[Data extracted from a collection]
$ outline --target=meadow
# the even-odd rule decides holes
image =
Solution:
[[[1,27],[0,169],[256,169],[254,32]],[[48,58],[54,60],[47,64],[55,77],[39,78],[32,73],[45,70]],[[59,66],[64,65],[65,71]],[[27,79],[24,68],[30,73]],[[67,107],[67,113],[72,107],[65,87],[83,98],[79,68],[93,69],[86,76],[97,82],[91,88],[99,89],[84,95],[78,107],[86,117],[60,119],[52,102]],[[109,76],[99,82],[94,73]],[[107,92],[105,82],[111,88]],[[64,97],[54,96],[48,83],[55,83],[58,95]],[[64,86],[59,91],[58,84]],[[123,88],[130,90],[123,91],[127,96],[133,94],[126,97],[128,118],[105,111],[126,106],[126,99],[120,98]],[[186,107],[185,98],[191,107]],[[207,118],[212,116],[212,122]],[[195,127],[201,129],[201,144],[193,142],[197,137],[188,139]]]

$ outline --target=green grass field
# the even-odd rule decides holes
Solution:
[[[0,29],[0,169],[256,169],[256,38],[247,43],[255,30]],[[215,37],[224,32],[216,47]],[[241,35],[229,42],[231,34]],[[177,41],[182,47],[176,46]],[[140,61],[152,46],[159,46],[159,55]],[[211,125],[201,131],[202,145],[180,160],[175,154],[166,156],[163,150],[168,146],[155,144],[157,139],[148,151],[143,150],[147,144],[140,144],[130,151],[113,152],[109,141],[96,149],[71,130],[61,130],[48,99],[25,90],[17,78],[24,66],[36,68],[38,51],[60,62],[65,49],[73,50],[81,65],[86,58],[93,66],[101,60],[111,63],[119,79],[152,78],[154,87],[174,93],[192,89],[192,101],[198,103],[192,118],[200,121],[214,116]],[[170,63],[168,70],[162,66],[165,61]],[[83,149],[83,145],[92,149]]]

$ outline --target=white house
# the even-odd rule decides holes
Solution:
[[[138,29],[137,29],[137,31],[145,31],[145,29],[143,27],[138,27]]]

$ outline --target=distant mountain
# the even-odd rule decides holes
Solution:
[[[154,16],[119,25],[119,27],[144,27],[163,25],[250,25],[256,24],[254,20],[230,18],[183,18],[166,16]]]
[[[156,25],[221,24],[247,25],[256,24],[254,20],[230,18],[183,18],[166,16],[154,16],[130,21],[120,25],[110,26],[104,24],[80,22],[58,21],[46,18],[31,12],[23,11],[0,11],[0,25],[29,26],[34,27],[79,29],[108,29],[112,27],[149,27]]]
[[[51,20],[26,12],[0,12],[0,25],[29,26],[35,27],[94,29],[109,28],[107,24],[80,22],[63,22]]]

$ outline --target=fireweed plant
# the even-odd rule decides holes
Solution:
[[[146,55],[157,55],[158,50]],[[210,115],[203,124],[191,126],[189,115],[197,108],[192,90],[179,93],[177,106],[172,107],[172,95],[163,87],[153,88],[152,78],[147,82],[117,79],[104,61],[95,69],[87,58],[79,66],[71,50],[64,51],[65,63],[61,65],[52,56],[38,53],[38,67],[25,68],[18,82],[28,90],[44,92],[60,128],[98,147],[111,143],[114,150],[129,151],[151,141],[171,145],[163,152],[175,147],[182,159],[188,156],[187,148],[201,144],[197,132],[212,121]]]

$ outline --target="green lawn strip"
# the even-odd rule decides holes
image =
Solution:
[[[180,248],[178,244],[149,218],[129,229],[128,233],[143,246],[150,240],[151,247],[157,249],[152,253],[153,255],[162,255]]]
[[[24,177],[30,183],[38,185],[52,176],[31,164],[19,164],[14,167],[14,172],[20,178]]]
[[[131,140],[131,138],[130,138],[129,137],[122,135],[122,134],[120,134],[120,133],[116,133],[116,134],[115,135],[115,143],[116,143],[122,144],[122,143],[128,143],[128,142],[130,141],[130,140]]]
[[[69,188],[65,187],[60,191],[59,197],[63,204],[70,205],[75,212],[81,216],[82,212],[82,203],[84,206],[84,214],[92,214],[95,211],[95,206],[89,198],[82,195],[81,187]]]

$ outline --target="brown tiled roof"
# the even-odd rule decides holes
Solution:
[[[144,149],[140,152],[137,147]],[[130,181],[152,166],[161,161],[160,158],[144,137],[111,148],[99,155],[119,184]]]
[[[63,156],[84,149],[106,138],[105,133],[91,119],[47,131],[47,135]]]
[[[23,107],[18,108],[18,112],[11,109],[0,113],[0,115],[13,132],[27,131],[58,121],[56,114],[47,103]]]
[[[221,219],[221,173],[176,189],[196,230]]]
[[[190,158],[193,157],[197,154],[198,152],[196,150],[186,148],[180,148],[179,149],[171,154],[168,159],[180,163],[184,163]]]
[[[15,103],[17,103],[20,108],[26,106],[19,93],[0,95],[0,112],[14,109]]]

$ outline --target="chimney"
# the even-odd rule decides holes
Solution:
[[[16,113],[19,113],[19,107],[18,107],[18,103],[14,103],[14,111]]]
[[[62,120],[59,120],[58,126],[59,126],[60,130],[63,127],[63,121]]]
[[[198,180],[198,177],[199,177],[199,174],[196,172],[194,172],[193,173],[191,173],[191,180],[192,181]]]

*INSTRUCTION*: Repeat all entries. Match them exactly.

*RESULT OF THIS TASK*:
$ outline --target=meadow
# the even-odd rule decides holes
image =
Solution:
[[[1,27],[0,169],[256,169],[254,32]],[[48,58],[54,60],[47,64],[55,77],[39,78],[32,73],[45,70]],[[59,66],[64,65],[65,71]],[[27,79],[24,68],[30,73]],[[67,107],[67,113],[72,107],[65,87],[83,98],[79,68],[93,69],[86,76],[97,82],[91,88],[99,89],[84,95],[78,107],[86,117],[60,119],[52,102]],[[109,76],[99,82],[94,73]],[[107,92],[105,82],[111,88]],[[64,97],[54,96],[48,83],[55,83],[58,95]],[[64,86],[59,91],[58,84]],[[123,88],[130,90],[123,91],[127,96],[133,94],[126,97],[128,118],[105,111],[126,106],[126,99],[120,98]],[[186,107],[185,98],[191,107]],[[207,118],[212,116],[212,122]],[[195,127],[201,129],[201,144],[193,142],[197,137],[188,139]]]

$ outline --target=green grass field
# the even-odd rule decides holes
Solution:
[[[0,29],[0,169],[256,169],[256,38],[247,43],[255,30]],[[215,37],[224,32],[216,47]],[[241,35],[229,42],[231,34]],[[177,41],[182,47],[176,46]],[[140,61],[152,46],[159,46],[159,55]],[[211,125],[201,131],[202,145],[180,160],[175,154],[166,156],[163,150],[168,146],[155,144],[157,139],[148,151],[143,150],[147,144],[140,144],[130,151],[113,152],[109,141],[96,149],[71,130],[61,130],[48,99],[25,90],[17,78],[24,66],[36,68],[38,51],[60,62],[65,49],[73,50],[81,65],[86,58],[93,66],[101,60],[111,63],[119,79],[152,78],[154,87],[174,93],[192,89],[192,101],[198,103],[192,118],[200,121],[214,116]],[[170,63],[168,70],[162,66],[165,61]],[[83,149],[83,145],[92,149]]]

$ outline --target=white house
# the even-odd rule decides holes
Solution:
[[[138,29],[137,29],[137,31],[145,31],[145,29],[143,27],[138,27]]]

$ outline --target=distant mountain
# the even-odd rule decides holes
Solution:
[[[154,16],[119,25],[119,27],[144,27],[163,25],[250,25],[256,24],[254,20],[230,18],[183,18],[166,16]]]
[[[156,25],[221,24],[247,25],[256,24],[254,20],[230,18],[183,18],[166,16],[154,16],[130,21],[120,25],[110,26],[104,24],[80,22],[58,21],[46,18],[31,12],[23,11],[0,11],[0,25],[29,26],[34,27],[79,29],[108,29],[112,27],[149,27]]]
[[[51,20],[26,12],[0,12],[0,25],[29,26],[35,27],[94,29],[109,28],[107,24],[80,22],[63,22]]]

$ outline --target=fireweed plant
# the even-odd rule decides holes
Solution:
[[[146,55],[157,55],[158,50]],[[210,115],[203,124],[191,126],[189,115],[197,108],[192,90],[179,93],[177,106],[172,107],[172,95],[163,87],[153,88],[152,78],[147,82],[117,79],[104,61],[95,69],[87,58],[79,66],[71,50],[64,51],[65,63],[61,65],[52,56],[38,53],[38,67],[25,68],[18,82],[28,90],[44,92],[60,128],[98,147],[111,143],[114,150],[129,151],[151,141],[171,145],[163,152],[175,147],[182,159],[188,156],[187,148],[201,144],[197,132],[212,121]]]

$ outline --target="green lawn strip"
# the even-odd rule decides holes
image =
Solution:
[[[180,248],[178,244],[149,218],[129,229],[128,233],[143,246],[150,240],[151,247],[157,249],[152,253],[153,255],[162,255]]]
[[[24,177],[30,183],[38,185],[52,176],[31,164],[19,164],[14,167],[14,172],[20,178]]]
[[[131,140],[131,138],[130,138],[129,137],[122,135],[122,134],[120,134],[120,133],[116,133],[116,134],[115,135],[115,143],[116,143],[122,144],[122,143],[128,143],[128,142],[130,141],[130,140]]]
[[[69,188],[65,187],[60,191],[59,197],[63,204],[70,205],[75,212],[81,216],[82,212],[82,203],[84,206],[84,214],[92,214],[95,211],[95,206],[89,198],[82,195],[81,187]]]

$ outline --target="brown tiled roof"
# the even-odd rule decides holes
Solution:
[[[144,149],[140,152],[137,147]],[[130,181],[152,166],[161,161],[160,158],[144,137],[111,148],[99,155],[119,184]]]
[[[63,156],[84,149],[106,138],[105,133],[91,119],[47,131],[47,135]]]
[[[23,107],[18,108],[18,112],[11,109],[0,113],[0,115],[13,132],[27,131],[58,121],[56,114],[47,103]]]
[[[221,219],[221,173],[176,189],[196,230]]]
[[[190,158],[193,157],[197,154],[198,152],[196,150],[186,148],[180,148],[179,149],[171,154],[168,159],[180,163],[184,163]]]
[[[15,103],[17,103],[20,108],[26,106],[19,93],[0,95],[0,112],[14,109]]]

$ outline --target="chimney"
# the even-odd rule decides holes
Solution:
[[[16,113],[19,113],[19,107],[18,107],[18,103],[14,103],[14,111]]]
[[[62,120],[59,120],[58,126],[59,126],[60,130],[63,127],[63,121]]]
[[[198,180],[198,177],[199,177],[199,174],[196,172],[194,172],[193,173],[191,173],[191,180],[192,181]]]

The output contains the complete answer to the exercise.